• SUPPLIED MATERIAL:
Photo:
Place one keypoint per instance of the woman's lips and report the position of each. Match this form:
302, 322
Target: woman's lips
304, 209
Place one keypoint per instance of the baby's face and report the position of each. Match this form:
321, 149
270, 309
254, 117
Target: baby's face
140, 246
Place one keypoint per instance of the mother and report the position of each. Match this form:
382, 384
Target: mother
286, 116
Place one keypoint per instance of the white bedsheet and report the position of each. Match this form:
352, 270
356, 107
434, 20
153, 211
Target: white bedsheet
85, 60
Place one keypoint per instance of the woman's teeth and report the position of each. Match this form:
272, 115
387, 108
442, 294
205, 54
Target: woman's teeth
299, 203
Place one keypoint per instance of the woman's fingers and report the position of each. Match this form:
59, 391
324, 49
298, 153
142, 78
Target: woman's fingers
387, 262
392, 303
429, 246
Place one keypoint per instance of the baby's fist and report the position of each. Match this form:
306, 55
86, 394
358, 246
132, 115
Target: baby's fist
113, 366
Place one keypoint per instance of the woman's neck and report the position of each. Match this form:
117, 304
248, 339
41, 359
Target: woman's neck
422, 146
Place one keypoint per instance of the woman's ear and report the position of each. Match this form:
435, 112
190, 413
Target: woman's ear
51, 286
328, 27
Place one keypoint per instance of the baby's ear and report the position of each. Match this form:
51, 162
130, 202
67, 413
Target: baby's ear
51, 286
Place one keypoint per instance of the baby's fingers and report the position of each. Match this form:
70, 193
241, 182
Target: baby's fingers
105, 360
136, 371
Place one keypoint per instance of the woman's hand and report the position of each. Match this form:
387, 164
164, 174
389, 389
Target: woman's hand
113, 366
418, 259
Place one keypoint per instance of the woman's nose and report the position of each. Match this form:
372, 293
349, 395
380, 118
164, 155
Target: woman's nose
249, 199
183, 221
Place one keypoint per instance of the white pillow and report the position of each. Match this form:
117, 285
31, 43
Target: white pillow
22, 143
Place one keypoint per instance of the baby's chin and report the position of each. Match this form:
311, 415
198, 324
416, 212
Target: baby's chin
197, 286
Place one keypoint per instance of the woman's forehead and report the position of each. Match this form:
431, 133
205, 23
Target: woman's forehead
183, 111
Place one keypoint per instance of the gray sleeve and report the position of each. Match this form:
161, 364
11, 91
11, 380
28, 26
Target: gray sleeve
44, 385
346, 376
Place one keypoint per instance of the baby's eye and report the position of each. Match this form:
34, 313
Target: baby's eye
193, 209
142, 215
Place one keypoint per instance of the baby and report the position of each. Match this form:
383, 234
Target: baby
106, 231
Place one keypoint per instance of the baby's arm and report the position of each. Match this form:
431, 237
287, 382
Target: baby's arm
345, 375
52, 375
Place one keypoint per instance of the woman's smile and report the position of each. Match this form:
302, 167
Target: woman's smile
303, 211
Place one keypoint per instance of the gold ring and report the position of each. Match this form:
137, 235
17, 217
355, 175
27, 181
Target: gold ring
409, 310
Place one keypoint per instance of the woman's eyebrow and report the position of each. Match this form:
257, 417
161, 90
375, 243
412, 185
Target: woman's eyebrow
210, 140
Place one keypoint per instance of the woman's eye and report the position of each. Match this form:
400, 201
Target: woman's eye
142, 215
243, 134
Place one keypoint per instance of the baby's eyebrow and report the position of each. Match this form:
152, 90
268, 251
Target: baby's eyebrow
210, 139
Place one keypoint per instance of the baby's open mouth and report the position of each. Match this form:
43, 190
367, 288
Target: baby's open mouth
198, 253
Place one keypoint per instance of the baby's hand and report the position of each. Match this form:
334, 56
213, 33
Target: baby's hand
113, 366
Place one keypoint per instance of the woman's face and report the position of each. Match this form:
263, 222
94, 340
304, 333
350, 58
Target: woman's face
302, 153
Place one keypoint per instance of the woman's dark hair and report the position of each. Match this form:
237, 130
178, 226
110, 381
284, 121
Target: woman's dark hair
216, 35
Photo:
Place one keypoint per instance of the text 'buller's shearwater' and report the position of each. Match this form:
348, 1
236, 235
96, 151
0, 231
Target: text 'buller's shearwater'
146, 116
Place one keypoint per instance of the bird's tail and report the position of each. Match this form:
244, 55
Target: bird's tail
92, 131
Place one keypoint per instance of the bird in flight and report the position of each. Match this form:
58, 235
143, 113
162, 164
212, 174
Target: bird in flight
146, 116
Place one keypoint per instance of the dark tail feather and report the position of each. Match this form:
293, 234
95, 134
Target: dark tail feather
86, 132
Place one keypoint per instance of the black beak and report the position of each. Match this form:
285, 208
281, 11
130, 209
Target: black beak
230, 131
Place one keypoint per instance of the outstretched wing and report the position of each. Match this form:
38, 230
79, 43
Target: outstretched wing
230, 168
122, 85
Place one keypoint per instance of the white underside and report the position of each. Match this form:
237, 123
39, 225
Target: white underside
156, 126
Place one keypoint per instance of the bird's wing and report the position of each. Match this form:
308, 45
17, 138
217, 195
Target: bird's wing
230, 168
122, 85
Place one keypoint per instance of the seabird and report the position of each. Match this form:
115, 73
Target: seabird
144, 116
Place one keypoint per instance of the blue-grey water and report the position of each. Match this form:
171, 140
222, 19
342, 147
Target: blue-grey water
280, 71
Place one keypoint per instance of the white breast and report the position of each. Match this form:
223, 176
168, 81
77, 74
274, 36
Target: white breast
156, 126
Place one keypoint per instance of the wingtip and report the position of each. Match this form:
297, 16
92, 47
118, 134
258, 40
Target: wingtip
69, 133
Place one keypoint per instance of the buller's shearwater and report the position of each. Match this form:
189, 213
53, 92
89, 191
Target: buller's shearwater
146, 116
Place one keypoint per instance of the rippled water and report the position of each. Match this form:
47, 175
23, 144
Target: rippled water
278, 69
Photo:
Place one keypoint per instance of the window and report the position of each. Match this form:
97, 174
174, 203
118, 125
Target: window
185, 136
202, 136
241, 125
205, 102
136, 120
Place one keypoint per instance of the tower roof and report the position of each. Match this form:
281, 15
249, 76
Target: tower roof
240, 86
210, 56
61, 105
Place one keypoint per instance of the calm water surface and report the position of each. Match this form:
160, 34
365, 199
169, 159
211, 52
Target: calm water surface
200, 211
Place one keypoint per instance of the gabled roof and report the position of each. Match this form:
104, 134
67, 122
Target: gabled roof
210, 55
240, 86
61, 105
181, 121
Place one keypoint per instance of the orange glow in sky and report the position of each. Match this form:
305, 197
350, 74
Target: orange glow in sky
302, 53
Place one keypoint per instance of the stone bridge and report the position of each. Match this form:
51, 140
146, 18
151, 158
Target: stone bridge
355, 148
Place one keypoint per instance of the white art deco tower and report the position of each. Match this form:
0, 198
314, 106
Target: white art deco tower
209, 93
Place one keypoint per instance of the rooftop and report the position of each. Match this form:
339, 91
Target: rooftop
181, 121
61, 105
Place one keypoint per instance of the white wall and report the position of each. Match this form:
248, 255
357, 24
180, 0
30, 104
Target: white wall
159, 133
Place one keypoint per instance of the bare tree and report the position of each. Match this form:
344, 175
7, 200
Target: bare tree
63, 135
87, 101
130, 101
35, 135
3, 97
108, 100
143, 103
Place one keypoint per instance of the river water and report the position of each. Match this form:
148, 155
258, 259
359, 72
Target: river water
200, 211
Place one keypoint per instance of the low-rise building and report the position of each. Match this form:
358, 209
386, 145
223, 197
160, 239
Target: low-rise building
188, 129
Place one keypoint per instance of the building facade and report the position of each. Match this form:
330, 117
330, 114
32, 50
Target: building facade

• SET EXERCISE: Extract exactly the lines between the line containing "Place one keypoint per instance of the bare" and the end of the data, including both.

• WRITTEN SOLUTION:
Place one keypoint per instance of the bare tree and report the position of each. Match this form:
344, 175
7, 200
Target: bare tree
63, 135
87, 101
130, 101
35, 135
3, 97
108, 100
143, 103
Place one keypoint per instance of the river water and report the position of each. Match this form:
148, 155
258, 259
359, 72
Target: river water
200, 211
Place one keypoint per instance of the low-rise building and report the position of each. Match this form:
358, 209
386, 145
223, 197
160, 239
Target: low-rise building
188, 129
Place one keypoint per instance of the building facade and report the position of each. Match this form:
330, 117
330, 114
32, 50
Target: building facade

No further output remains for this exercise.